» Sayfa metni:
_ _ _ _
Şaşarım doğrusu.
Ben de dahil olmak üzere, biz egoları yüksek insanlar; yaşam süresi ortalamalarına göre, yaşamımızın sonlarına doğru geldiğimizde, bu yaşlılıktaki yaşam dönemimizi sonbahara benzetiriz. Arkasından ölümü yaşayacağımız anı da, kış olarak değerlendiririz.
Sonbaharın hazan ve hüzün mevsimi olduğu tanımlaması; işte biz insanların, kendi ortalama yaşam sürelerine ve fiziki görünümlerindeki olumsuz değişikliklere, bitki ve ağaçların bu mevsimde sararıp solarak yapraklarını dökmeye başladıklarına bakarak uydurdukları kocaman bir yalandır.
İnsanlar fanidir, uzun da yaşasalar kısa da, insanlar için sonunda ölüm vardır.
_ _ _ _
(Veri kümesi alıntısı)
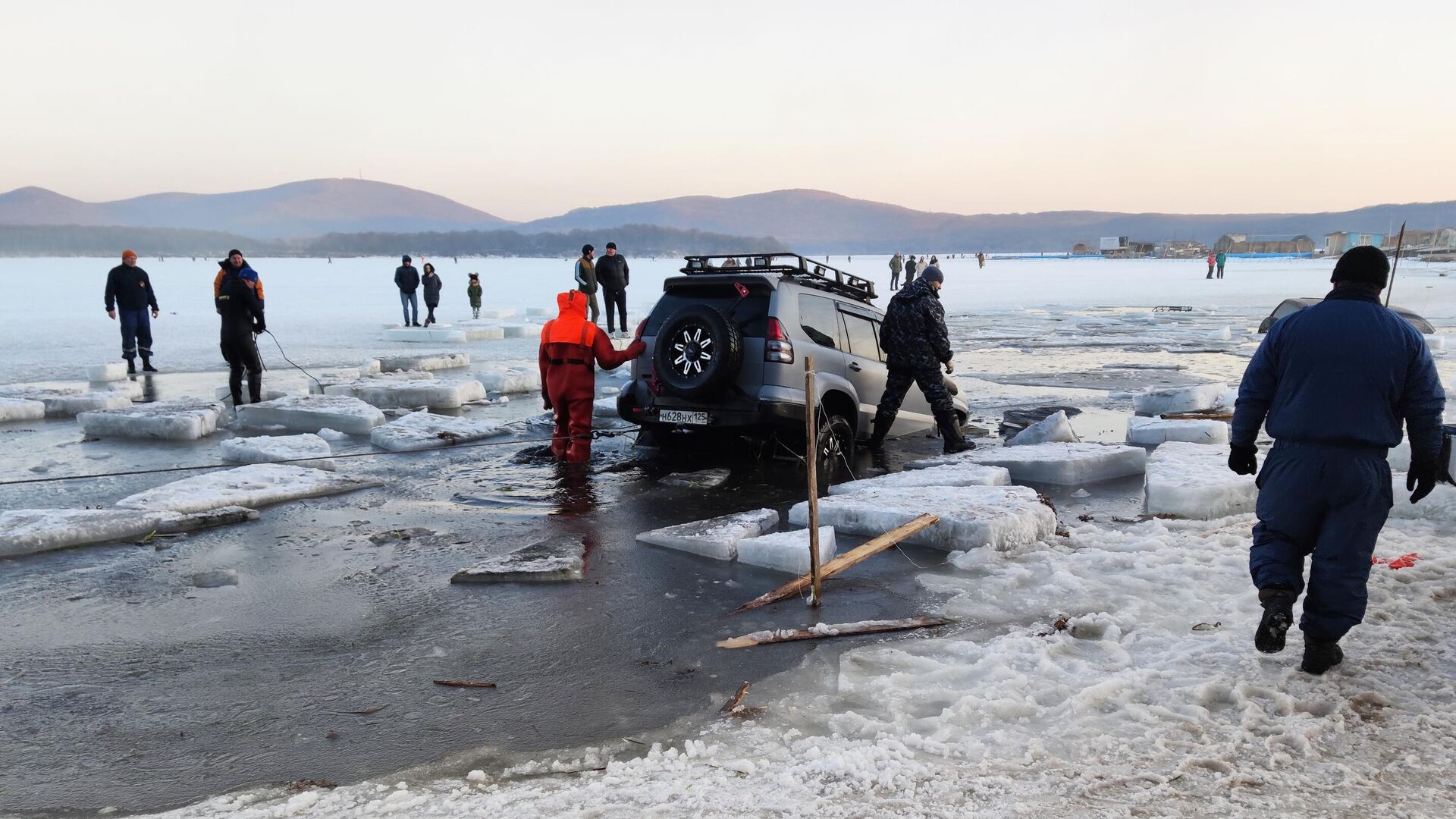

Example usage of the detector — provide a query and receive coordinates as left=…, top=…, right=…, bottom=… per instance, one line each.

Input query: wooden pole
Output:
left=804, top=356, right=823, bottom=607
left=728, top=513, right=940, bottom=613
left=1385, top=221, right=1405, bottom=307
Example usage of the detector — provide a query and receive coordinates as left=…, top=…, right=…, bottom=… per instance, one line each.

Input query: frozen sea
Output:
left=0, top=255, right=1456, bottom=819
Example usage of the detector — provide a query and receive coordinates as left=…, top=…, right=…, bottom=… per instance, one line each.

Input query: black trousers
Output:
left=601, top=287, right=628, bottom=332
left=221, top=332, right=264, bottom=406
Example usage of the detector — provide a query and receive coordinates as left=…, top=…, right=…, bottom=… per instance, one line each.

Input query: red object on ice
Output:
left=1370, top=552, right=1421, bottom=568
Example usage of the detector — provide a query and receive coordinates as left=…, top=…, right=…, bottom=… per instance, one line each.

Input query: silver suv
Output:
left=617, top=253, right=967, bottom=462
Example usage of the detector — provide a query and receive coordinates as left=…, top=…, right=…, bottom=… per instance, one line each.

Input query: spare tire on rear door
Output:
left=652, top=305, right=742, bottom=398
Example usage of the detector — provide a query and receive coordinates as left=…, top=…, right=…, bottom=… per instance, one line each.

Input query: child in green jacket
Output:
left=464, top=272, right=481, bottom=318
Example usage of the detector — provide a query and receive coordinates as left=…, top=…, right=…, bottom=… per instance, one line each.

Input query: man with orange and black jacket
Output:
left=538, top=290, right=646, bottom=463
left=212, top=251, right=268, bottom=406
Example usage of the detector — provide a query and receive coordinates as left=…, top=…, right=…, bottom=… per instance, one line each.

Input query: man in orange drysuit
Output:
left=540, top=290, right=646, bottom=463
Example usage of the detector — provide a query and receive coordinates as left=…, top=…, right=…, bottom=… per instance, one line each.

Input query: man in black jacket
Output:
left=394, top=256, right=419, bottom=326
left=106, top=251, right=157, bottom=373
left=212, top=251, right=268, bottom=406
left=597, top=242, right=630, bottom=338
left=869, top=265, right=975, bottom=453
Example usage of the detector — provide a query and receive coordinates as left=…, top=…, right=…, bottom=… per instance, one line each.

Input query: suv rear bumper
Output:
left=617, top=379, right=804, bottom=431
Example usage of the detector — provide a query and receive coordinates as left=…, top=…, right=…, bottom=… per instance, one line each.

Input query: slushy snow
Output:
left=738, top=526, right=839, bottom=574
left=1133, top=383, right=1228, bottom=416
left=828, top=462, right=1010, bottom=495
left=117, top=463, right=384, bottom=512
left=237, top=395, right=384, bottom=436
left=221, top=433, right=335, bottom=472
left=636, top=509, right=779, bottom=560
left=369, top=411, right=510, bottom=452
left=789, top=487, right=1057, bottom=551
left=0, top=506, right=258, bottom=557
left=1006, top=410, right=1081, bottom=446
left=1143, top=441, right=1260, bottom=520
left=0, top=397, right=46, bottom=422
left=1127, top=416, right=1228, bottom=446
left=76, top=398, right=226, bottom=440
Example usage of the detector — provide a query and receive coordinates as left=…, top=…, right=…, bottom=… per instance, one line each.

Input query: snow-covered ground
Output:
left=0, top=249, right=1456, bottom=819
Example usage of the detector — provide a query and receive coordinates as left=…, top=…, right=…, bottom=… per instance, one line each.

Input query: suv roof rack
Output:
left=682, top=253, right=875, bottom=302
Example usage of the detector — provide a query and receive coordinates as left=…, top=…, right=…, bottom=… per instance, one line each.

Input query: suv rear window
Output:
left=642, top=281, right=770, bottom=338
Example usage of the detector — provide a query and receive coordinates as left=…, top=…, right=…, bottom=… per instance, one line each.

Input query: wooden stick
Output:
left=723, top=682, right=748, bottom=714
left=728, top=513, right=940, bottom=613
left=804, top=356, right=823, bottom=607
left=718, top=617, right=952, bottom=647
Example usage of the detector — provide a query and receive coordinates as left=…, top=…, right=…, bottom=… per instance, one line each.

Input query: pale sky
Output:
left=0, top=0, right=1456, bottom=220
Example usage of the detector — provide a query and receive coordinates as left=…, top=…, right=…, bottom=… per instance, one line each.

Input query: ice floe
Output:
left=1143, top=441, right=1260, bottom=519
left=117, top=463, right=384, bottom=512
left=738, top=526, right=839, bottom=574
left=221, top=433, right=335, bottom=472
left=237, top=395, right=384, bottom=436
left=0, top=506, right=258, bottom=557
left=369, top=413, right=510, bottom=452
left=76, top=398, right=226, bottom=440
left=789, top=487, right=1057, bottom=551
left=636, top=509, right=779, bottom=560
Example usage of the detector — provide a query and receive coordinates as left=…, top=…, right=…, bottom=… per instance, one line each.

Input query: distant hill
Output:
left=0, top=179, right=1456, bottom=253
left=0, top=179, right=511, bottom=239
left=519, top=190, right=1456, bottom=253
left=0, top=224, right=783, bottom=261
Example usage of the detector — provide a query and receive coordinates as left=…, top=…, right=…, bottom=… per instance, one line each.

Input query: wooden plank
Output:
left=728, top=513, right=940, bottom=613
left=804, top=356, right=823, bottom=607
left=718, top=617, right=952, bottom=648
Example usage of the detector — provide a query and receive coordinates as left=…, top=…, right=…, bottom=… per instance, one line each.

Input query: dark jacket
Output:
_ _ _ _
» Görevleriniz:
[A] Sayfa metnine göre insanlar yaşlılıktaki yaşam dönemlerini hangi mevsime benzetir?
[B] Sayfa metninin "Sonbaharın hazan ve" ifadesinden başlayıp "kocaman bir yalandır." ifadesine kadar (o da dahil) olan kısmını aynen yeniden yazın.
Bu satırlara ihtiyacınız yok.

» Görev çözümleri:
[A] Sonbahara benzetirler.

[B]
Sonbaharın hazan ve hüzün mevsimi olduğu tanımlaması; işte biz insanların, kendi ortalama yaşam sürelerine ve fiziki görünümlerindeki olumsuz değişikliklere, bitki ve ağaçların bu mevsimde sararıp solarak yapraklarını dökmeye başladıklarına bakarak uydurdukları kocaman bir yalandır.